### Work instructions
Please render the items below as a JSON list of strings, with one string per line and blank lines omitted. Leave the pictures out of the answer.

┌─ The data

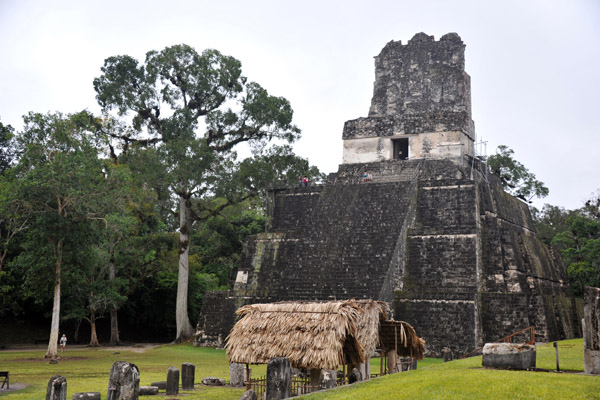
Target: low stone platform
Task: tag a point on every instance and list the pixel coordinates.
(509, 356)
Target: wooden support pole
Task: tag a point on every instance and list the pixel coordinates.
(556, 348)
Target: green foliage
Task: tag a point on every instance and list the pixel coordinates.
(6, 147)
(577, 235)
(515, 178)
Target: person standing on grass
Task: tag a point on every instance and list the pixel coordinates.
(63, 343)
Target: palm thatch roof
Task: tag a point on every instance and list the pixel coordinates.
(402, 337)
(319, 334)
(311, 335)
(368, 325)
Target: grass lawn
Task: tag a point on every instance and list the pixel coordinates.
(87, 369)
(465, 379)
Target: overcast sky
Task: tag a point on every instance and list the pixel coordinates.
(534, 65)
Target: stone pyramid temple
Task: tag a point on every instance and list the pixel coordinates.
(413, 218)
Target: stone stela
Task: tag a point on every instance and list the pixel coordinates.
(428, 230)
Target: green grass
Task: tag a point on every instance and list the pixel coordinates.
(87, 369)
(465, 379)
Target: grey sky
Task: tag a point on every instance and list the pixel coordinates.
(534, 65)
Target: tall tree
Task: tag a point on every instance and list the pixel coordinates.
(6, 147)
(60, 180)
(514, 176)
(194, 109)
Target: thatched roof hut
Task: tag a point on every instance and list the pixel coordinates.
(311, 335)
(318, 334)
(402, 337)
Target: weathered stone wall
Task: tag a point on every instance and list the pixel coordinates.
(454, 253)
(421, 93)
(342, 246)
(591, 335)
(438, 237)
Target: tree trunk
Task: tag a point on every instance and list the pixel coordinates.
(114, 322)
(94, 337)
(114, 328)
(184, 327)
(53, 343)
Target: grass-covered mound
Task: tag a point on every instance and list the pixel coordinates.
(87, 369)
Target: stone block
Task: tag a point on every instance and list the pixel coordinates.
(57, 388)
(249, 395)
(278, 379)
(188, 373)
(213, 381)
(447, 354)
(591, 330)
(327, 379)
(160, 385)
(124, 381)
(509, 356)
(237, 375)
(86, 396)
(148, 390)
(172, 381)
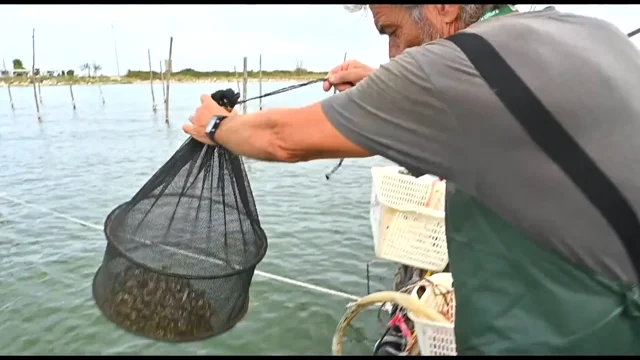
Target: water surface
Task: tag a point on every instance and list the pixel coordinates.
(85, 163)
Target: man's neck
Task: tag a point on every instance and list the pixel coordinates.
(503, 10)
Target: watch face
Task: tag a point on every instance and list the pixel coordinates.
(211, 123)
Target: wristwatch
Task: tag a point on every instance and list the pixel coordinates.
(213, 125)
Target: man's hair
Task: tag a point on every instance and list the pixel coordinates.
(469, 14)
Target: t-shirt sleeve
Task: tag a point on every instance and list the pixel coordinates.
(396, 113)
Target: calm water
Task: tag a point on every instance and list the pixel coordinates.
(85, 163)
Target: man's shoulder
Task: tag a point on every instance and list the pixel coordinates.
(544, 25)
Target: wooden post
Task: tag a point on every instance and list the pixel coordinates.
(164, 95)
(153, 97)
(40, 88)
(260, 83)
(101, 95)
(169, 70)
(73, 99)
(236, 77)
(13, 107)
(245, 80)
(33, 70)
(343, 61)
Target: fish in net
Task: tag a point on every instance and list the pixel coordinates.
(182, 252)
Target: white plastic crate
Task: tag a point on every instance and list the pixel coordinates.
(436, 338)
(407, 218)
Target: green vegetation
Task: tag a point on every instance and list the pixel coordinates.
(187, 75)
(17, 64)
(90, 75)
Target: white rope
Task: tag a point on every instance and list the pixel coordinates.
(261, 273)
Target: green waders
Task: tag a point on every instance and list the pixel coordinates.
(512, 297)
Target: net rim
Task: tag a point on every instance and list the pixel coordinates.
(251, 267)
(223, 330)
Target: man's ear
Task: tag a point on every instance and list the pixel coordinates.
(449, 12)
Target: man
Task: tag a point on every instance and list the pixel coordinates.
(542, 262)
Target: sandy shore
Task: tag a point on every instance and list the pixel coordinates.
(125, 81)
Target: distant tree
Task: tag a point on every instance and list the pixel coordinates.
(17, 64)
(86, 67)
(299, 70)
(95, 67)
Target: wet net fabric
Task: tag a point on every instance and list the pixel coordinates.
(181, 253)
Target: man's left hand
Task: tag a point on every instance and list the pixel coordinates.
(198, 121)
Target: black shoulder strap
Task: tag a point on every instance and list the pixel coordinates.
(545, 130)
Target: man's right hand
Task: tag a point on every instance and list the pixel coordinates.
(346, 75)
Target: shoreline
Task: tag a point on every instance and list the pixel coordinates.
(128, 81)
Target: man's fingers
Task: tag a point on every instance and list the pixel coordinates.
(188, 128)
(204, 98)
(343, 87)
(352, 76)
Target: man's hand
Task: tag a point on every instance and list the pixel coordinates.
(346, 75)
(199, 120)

└─

### Written solution
[
  "Target: low stone platform",
  "Task: tag a point on every instance and list the pixel coordinates.",
  "(509, 356)",
  "Target: wooden support pole",
  "Task: tag a point on every instance and list the pixel coordinates.",
  "(556, 348)",
  "Target: green foliage",
  "Task: tag a point on every instance and list the pixel coordinates.",
  "(6, 147)",
  "(577, 235)",
  "(515, 178)",
  "Target: person standing on grass",
  "Task: tag a point on every instance and list the pixel coordinates.",
  "(63, 343)",
  "Target: palm thatch roof",
  "Task: tag a point on every instance and list the pixel coordinates.",
  "(402, 337)",
  "(319, 334)",
  "(311, 335)",
  "(368, 325)",
  "Target: grass lawn",
  "Task: tag a point on every instance and list the pixel coordinates.",
  "(87, 369)",
  "(465, 379)",
  "Target: overcast sky",
  "Task: tag a point on every instance and list the pixel coordinates.",
  "(534, 65)",
  "Target: stone pyramid temple",
  "Task: tag a point on every instance and list the pixel coordinates.",
  "(413, 218)",
  "Target: stone stela",
  "Task: tag a point on every instance and list the pixel coordinates.",
  "(428, 230)",
  "Target: green grass",
  "Task: tag a point on every instance and list the pixel coordinates.",
  "(87, 369)",
  "(465, 379)",
  "Target: grey sky",
  "Task: tag a point on every instance and list the pixel coordinates.",
  "(534, 65)",
  "Target: tall tree",
  "Task: tag a point on every instance and list the pixel coordinates.",
  "(6, 147)",
  "(60, 180)",
  "(514, 176)",
  "(194, 109)",
  "Target: thatched roof hut",
  "Task: tag a point on every instance and list the pixel coordinates.",
  "(311, 335)",
  "(318, 334)",
  "(402, 337)",
  "Target: weathered stone wall",
  "Task: tag a point on every instance and list the pixel coordinates.",
  "(454, 253)",
  "(421, 93)",
  "(342, 246)",
  "(591, 335)",
  "(438, 237)",
  "Target: tree trunk",
  "Task: tag a point on every instance and list the pixel coordinates.",
  "(114, 322)",
  "(94, 337)",
  "(114, 328)",
  "(184, 327)",
  "(53, 343)",
  "Target: grass-covered mound",
  "Task: tag a point on every instance and list the pixel coordinates.",
  "(87, 369)",
  "Target: stone block",
  "Task: tag a point on every instance and list the pixel coordinates.",
  "(57, 388)",
  "(249, 395)",
  "(278, 379)",
  "(188, 373)",
  "(213, 381)",
  "(447, 354)",
  "(591, 330)",
  "(327, 379)",
  "(160, 385)",
  "(124, 381)",
  "(509, 356)",
  "(237, 375)",
  "(86, 396)",
  "(148, 390)",
  "(172, 381)",
  "Target: water surface",
  "Task: tag a point on every instance and list the pixel coordinates.",
  "(85, 163)",
  "Target: man's neck",
  "Task: tag a point on every instance and list the pixel coordinates.",
  "(503, 10)",
  "Target: watch face",
  "Task: tag a point on every instance and list the pixel coordinates.",
  "(211, 123)",
  "Target: wristwatch",
  "Task: tag a point on every instance and list the pixel coordinates.",
  "(213, 125)",
  "Target: man's hair",
  "Task: tag a point on every instance and list the pixel coordinates.",
  "(469, 14)",
  "Target: t-shirt sleeve",
  "Task: tag a point on every instance and list the pixel coordinates.",
  "(396, 113)",
  "Target: calm water",
  "Task: tag a point on every instance and list the pixel coordinates.",
  "(85, 163)",
  "Target: man's shoulder",
  "Task: tag a point on every instance and list the pixel coordinates.",
  "(544, 25)",
  "Target: wooden post",
  "Task: tag a point on every instance and list the pixel coordinates.",
  "(164, 95)",
  "(153, 97)",
  "(40, 88)",
  "(260, 83)",
  "(101, 95)",
  "(169, 70)",
  "(73, 99)",
  "(236, 77)",
  "(13, 107)",
  "(245, 80)",
  "(33, 70)",
  "(343, 61)",
  "Target: fish in net",
  "Task: tag a point on every instance and list the pixel coordinates.",
  "(182, 252)",
  "Target: white plastic crate",
  "Task: tag a point on every instance and list the pixel coordinates.",
  "(436, 338)",
  "(407, 218)",
  "Target: green vegetation",
  "Task: tag a point on every instance and list the pixel coordinates.",
  "(187, 75)",
  "(17, 64)",
  "(90, 75)",
  "Target: white rope",
  "Task: tag a point on every instance and list the pixel coordinates.",
  "(261, 273)",
  "Target: green waders",
  "Task: tag a point on every instance and list the pixel coordinates.",
  "(512, 297)",
  "Target: net rim",
  "Task: tag a point on every instance and list the pixel coordinates.",
  "(251, 267)",
  "(223, 330)",
  "Target: man's ear",
  "Task: tag a point on every instance and list the pixel coordinates.",
  "(449, 12)",
  "Target: man",
  "Task: tag a point on every instance and list the pixel coordinates.",
  "(542, 262)",
  "Target: sandy shore",
  "Task: tag a point on every instance and list the pixel coordinates.",
  "(125, 81)",
  "Target: distant tree",
  "Task: tag a point on every instance and list the pixel coordinates.",
  "(17, 64)",
  "(86, 67)",
  "(299, 70)",
  "(95, 67)",
  "Target: wet net fabric",
  "Task: tag a point on every instance and list the pixel coordinates.",
  "(181, 253)",
  "Target: man's left hand",
  "Task: tag a point on every instance and list the pixel coordinates.",
  "(198, 121)",
  "Target: black shoulder strap",
  "Task: tag a point on every instance and list the pixel coordinates.",
  "(545, 130)",
  "Target: man's right hand",
  "Task: tag a point on every instance and list the pixel coordinates.",
  "(346, 75)",
  "Target: shoreline",
  "Task: tag a point on every instance and list the pixel coordinates.",
  "(128, 81)",
  "Target: man's fingers",
  "Task: tag a point on every instance and list the pixel coordinates.",
  "(188, 128)",
  "(204, 98)",
  "(343, 87)",
  "(352, 76)",
  "Target: man's hand",
  "Task: tag a point on every instance and list the pixel coordinates.",
  "(346, 75)",
  "(199, 120)"
]